Observatório: Como lidar com todas as demandas sociais que caem sobre os ombros das mulheres? A Educação é o foco?

“Apesar de não estar nas instituições, todo meu trabalho está ligado a Educação. Ela é a chave que permite liberar a nossa força interior. Ela é fundamental nesse aspecto. Os negros brasileiros tem direito ao acesso ao nível mais alto de todas e quaisquer instituições de ensino. É necessário uma política que garanta isso aos negros. A instituição de cotas é importante. Essa situação de não haver negros nessas instituições não é normal.

Observatório: Somos (Universidade Zumbi dos Palmares) a única instituição de ensino superior, no Brasil, que trata da temática racial. E a inquietação é que também somos uma das poucas que produzem programas de tv que falem do assunto.

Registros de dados
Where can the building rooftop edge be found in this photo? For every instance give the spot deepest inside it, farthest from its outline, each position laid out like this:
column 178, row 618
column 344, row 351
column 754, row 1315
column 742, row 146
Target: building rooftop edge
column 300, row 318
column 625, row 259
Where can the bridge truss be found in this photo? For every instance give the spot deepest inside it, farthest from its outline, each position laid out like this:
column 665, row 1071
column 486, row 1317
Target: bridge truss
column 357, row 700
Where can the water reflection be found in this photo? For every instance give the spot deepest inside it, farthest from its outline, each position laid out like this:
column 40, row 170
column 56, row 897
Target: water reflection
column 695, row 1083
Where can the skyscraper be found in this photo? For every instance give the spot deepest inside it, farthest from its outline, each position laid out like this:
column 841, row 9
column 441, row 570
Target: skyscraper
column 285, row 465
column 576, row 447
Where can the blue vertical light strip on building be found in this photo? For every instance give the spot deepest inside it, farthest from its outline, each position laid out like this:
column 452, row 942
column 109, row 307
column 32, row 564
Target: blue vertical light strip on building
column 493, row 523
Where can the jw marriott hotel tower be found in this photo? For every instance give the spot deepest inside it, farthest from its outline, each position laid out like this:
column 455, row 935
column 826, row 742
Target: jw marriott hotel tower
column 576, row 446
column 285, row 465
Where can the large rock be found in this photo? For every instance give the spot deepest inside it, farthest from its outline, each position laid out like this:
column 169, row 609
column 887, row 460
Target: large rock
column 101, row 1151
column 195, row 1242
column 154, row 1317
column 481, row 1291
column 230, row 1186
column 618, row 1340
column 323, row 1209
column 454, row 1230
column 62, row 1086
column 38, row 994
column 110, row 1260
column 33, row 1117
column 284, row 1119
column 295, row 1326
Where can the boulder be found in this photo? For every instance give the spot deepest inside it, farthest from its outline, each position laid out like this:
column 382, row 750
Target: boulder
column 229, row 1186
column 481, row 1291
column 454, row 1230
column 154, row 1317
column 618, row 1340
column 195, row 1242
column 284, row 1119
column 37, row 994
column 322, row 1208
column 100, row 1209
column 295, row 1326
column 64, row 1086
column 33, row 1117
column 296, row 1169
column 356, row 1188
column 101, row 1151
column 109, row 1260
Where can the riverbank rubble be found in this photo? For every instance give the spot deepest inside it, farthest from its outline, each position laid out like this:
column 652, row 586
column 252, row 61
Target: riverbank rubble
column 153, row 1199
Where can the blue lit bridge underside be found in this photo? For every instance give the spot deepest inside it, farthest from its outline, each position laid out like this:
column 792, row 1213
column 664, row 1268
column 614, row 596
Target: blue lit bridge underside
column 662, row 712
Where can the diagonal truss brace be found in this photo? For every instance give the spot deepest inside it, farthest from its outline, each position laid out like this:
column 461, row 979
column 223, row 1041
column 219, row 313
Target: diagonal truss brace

**O que fazer:**
Segundo o texto fornecido, qual instituição de ensino superior o Observatório afirma ser a única no Brasil que trata da temática racial? As linhas não são necessárias para realizar esta tarefa.

**Resposta final:**
A Universidade Zumbi dos Palmares.